'''
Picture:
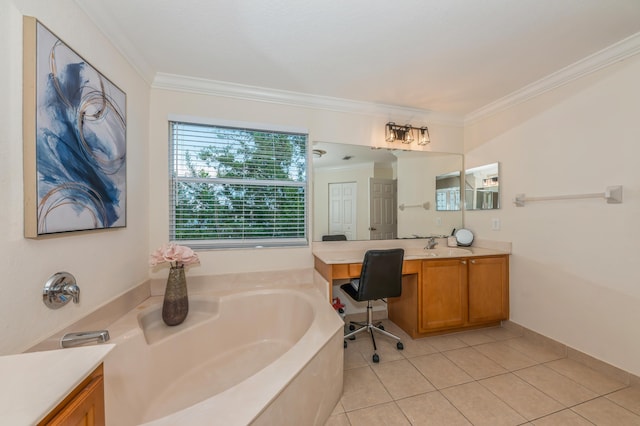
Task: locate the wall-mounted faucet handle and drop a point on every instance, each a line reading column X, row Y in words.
column 59, row 289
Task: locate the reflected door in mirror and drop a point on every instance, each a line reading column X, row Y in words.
column 383, row 224
column 343, row 209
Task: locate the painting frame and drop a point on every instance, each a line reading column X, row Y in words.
column 74, row 140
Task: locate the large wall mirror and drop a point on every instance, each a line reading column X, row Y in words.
column 366, row 193
column 482, row 187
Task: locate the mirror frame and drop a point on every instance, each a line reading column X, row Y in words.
column 415, row 220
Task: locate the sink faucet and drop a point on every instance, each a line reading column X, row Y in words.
column 431, row 243
column 75, row 339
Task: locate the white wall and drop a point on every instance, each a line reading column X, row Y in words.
column 105, row 264
column 322, row 125
column 574, row 269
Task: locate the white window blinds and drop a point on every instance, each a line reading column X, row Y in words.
column 237, row 187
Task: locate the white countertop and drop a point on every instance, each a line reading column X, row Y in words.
column 34, row 383
column 356, row 254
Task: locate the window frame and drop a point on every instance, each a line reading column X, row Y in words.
column 246, row 243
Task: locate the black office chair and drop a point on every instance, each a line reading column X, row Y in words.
column 381, row 277
column 336, row 237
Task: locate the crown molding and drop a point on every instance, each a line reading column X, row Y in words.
column 187, row 84
column 617, row 52
column 98, row 13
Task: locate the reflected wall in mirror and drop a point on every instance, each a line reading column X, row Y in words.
column 482, row 187
column 448, row 191
column 357, row 191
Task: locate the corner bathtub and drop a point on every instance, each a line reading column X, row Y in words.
column 259, row 356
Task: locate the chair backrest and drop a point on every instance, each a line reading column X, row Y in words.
column 337, row 237
column 381, row 274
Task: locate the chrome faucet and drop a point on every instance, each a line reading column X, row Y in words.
column 75, row 339
column 431, row 243
column 60, row 289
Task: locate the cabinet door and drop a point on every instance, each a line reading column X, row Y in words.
column 488, row 289
column 443, row 294
column 84, row 407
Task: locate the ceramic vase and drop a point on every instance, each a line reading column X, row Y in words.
column 176, row 303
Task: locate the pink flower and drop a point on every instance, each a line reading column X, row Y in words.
column 175, row 254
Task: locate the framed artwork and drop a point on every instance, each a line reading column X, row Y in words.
column 74, row 133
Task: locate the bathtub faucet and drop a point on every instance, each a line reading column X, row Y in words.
column 74, row 339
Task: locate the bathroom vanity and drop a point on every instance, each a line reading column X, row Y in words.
column 57, row 387
column 443, row 290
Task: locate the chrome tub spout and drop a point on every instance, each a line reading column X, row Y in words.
column 75, row 339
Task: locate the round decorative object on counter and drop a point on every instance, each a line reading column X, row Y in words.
column 464, row 237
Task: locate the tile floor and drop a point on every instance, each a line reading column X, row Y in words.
column 482, row 377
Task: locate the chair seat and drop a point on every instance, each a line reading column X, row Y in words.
column 381, row 277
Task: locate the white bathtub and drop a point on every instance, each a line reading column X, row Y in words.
column 263, row 356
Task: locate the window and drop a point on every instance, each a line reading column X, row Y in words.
column 237, row 187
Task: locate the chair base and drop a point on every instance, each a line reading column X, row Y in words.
column 370, row 326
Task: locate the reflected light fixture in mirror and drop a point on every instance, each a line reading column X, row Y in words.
column 406, row 134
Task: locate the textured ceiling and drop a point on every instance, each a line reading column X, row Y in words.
column 446, row 56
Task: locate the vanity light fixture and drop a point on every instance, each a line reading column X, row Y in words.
column 406, row 134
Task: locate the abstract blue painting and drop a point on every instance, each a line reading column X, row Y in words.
column 80, row 142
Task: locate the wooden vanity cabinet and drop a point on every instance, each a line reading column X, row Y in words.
column 488, row 289
column 453, row 294
column 83, row 406
column 442, row 295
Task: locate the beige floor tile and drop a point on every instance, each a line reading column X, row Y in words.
column 401, row 379
column 534, row 350
column 339, row 408
column 499, row 333
column 362, row 388
column 628, row 398
column 446, row 342
column 353, row 358
column 506, row 356
column 521, row 396
column 480, row 406
column 555, row 385
column 474, row 363
column 604, row 412
column 562, row 418
column 393, row 328
column 381, row 415
column 474, row 337
column 431, row 409
column 587, row 377
column 337, row 420
column 413, row 348
column 440, row 371
column 387, row 349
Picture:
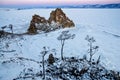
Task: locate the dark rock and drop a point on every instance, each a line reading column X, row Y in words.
column 58, row 16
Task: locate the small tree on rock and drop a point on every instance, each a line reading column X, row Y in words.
column 63, row 37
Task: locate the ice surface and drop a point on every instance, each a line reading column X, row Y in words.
column 102, row 24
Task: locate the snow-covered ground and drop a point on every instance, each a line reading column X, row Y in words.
column 102, row 24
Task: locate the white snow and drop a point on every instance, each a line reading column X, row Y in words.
column 102, row 24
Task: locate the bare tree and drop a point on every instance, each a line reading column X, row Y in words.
column 11, row 27
column 63, row 37
column 92, row 49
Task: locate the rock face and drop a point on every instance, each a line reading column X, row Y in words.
column 58, row 16
column 37, row 23
column 56, row 20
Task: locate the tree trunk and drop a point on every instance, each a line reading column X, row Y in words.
column 62, row 42
column 43, row 68
column 90, row 51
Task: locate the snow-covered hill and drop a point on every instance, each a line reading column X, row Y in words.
column 102, row 24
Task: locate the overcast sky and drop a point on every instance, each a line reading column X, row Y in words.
column 55, row 2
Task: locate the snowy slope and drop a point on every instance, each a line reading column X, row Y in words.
column 102, row 24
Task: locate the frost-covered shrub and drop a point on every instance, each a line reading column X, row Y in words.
column 92, row 49
column 51, row 59
column 65, row 35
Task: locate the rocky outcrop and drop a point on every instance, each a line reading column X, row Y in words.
column 58, row 16
column 37, row 23
column 57, row 19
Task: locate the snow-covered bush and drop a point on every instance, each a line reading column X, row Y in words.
column 65, row 35
column 92, row 49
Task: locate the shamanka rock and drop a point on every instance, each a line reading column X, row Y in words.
column 58, row 16
column 57, row 19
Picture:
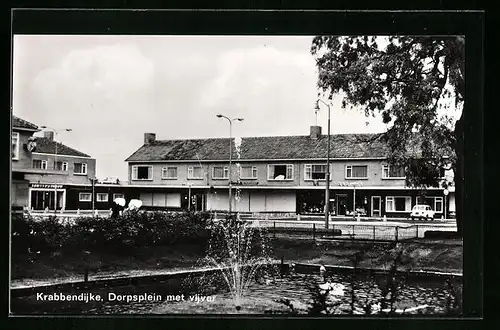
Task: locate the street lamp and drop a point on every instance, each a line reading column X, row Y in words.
column 327, row 190
column 445, row 192
column 230, row 154
column 55, row 159
column 93, row 181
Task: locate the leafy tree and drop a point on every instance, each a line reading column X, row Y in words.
column 408, row 81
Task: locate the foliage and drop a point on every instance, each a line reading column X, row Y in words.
column 119, row 233
column 408, row 80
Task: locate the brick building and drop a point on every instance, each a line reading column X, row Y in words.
column 276, row 174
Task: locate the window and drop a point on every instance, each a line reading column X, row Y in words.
column 142, row 172
column 248, row 172
column 15, row 145
column 118, row 195
column 169, row 172
column 436, row 203
column 80, row 168
column 85, row 197
column 280, row 172
column 102, row 197
column 391, row 171
column 315, row 171
column 40, row 164
column 397, row 204
column 356, row 171
column 195, row 172
column 220, row 172
column 61, row 166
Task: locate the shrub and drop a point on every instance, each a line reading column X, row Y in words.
column 118, row 233
column 441, row 234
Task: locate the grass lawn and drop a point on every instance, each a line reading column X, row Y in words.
column 442, row 255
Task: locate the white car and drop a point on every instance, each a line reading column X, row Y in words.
column 422, row 212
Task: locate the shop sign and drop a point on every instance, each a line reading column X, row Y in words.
column 348, row 184
column 46, row 185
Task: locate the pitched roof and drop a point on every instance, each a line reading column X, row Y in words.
column 47, row 146
column 269, row 147
column 21, row 123
column 194, row 149
column 304, row 147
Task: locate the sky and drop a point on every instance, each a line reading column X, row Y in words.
column 110, row 90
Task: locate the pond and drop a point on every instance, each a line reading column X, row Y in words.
column 207, row 295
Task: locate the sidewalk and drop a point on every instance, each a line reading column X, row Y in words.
column 30, row 283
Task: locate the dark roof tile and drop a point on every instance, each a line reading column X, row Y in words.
column 194, row 149
column 269, row 147
column 21, row 123
column 47, row 146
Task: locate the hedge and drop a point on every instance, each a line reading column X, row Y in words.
column 88, row 233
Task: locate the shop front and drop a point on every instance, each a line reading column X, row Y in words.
column 47, row 197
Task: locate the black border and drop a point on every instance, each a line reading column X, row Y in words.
column 296, row 22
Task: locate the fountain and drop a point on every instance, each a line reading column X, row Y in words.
column 237, row 249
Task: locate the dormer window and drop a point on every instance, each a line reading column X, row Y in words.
column 40, row 164
column 280, row 172
column 142, row 172
column 393, row 172
column 220, row 172
column 195, row 172
column 15, row 145
column 316, row 171
column 356, row 172
column 80, row 169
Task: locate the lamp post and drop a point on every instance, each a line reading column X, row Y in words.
column 327, row 178
column 55, row 159
column 230, row 154
column 445, row 192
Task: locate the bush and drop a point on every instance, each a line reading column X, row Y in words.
column 120, row 233
column 441, row 234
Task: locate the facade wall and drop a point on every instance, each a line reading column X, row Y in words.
column 19, row 193
column 73, row 193
column 24, row 160
column 338, row 176
column 66, row 177
column 254, row 201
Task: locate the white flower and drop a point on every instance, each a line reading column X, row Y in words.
column 335, row 289
column 120, row 201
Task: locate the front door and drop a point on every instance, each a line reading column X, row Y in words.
column 376, row 206
column 341, row 204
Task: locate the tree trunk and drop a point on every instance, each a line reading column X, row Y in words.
column 459, row 173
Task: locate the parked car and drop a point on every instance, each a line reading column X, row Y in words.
column 422, row 212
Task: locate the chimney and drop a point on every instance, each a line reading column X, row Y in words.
column 149, row 137
column 315, row 132
column 49, row 135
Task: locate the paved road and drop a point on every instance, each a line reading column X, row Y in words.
column 364, row 230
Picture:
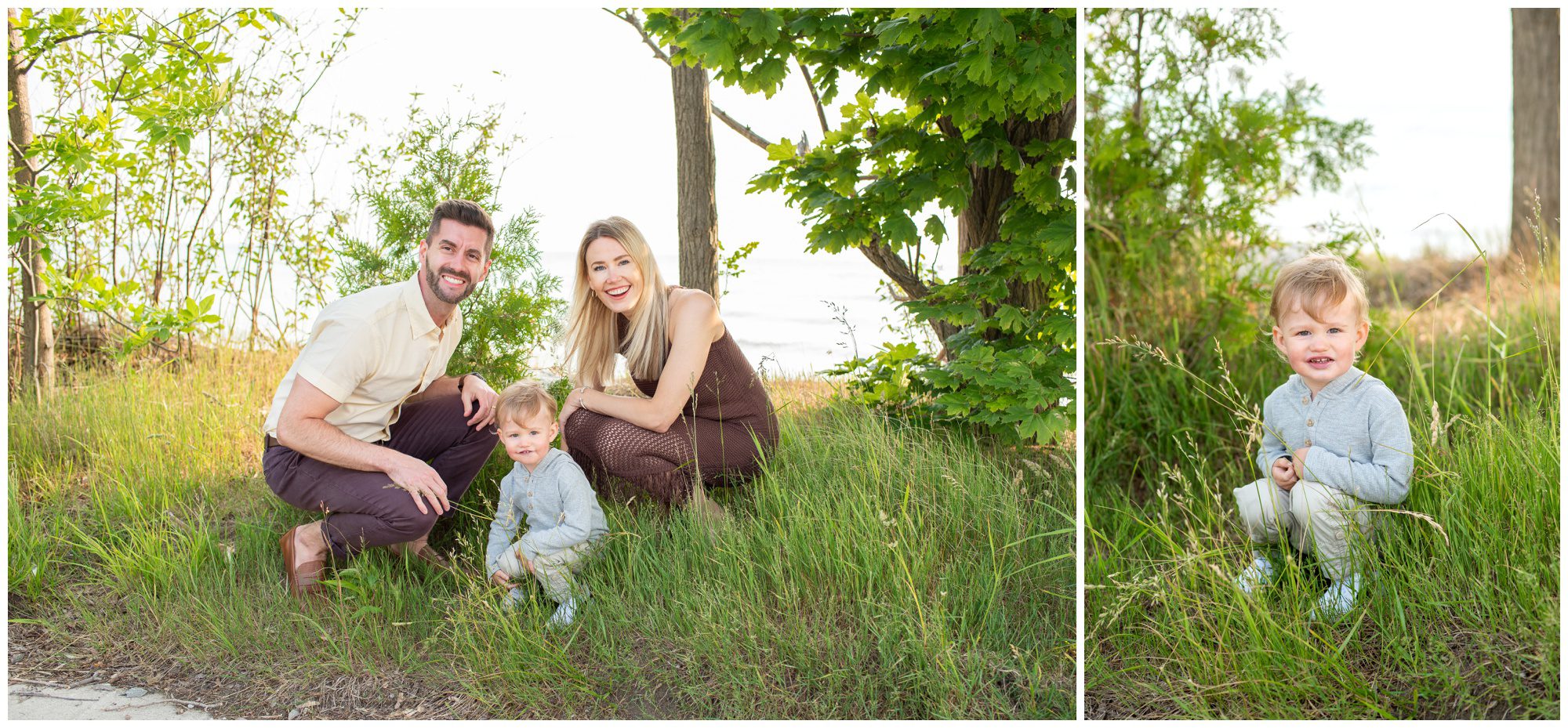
'''
Written task:
Rewrite the lines from the first line through the line holding "column 343, row 209", inclusive, replacing "faucet handle" with "tap handle" and keeping everything else the same. Leave the pictures out of the answer.

Result:
Picture:
Task: locate the wall-mounted tap handle and drop a point on every instance, each a line reading column X, row Y in words.
column 59, row 289
Task: locate the reflected door in mirror and drop a point on every instance, each a line reading column X, row Y in words.
column 383, row 224
column 343, row 209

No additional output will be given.